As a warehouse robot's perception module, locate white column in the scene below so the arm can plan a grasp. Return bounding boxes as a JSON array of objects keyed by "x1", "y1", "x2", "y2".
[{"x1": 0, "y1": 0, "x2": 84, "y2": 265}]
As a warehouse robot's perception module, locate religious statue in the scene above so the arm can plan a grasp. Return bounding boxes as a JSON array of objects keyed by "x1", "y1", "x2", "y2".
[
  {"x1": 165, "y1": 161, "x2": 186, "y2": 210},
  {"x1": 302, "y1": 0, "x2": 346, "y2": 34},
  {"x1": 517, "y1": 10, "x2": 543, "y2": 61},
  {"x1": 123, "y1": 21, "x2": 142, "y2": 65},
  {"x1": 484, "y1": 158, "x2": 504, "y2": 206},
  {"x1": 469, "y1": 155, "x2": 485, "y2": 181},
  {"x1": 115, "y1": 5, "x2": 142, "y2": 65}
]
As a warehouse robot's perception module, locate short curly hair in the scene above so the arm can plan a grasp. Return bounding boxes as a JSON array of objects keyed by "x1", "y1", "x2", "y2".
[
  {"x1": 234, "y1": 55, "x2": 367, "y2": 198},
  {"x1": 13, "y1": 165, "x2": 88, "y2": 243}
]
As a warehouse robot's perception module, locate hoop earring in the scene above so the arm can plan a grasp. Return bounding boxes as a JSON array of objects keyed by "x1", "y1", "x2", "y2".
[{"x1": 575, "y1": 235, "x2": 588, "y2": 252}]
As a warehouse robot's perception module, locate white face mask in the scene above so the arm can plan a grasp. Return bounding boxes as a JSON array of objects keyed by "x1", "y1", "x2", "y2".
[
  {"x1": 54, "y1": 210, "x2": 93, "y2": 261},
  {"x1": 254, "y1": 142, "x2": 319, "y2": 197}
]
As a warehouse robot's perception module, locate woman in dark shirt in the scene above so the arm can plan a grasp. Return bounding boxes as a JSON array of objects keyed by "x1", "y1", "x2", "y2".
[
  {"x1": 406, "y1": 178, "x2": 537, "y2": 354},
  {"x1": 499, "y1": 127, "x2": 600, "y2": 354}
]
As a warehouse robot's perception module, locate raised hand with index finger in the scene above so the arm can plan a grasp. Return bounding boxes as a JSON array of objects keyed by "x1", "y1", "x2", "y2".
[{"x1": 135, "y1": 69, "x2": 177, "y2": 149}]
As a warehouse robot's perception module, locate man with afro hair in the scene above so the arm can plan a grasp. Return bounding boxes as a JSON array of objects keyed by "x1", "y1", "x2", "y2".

──────────

» **Your objective**: Find every line in the data above that contains the string "with", treating uppercase and lowercase as different, and copy each of those lines in full.

» **Response to the task**:
As a warehouse robot's perception module, locate raised hand with index finger in the scene above so the arm can plan a grasp. Return bounding boxes as a JSON array of objects keyed by "x1", "y1", "x2", "y2".
As a warehouse robot's perception module, locate man with afro hair in the scene above so the arm can plan a grasp. Return bounding boxes as a JSON array of objects keyed by "x1", "y1", "x2", "y2".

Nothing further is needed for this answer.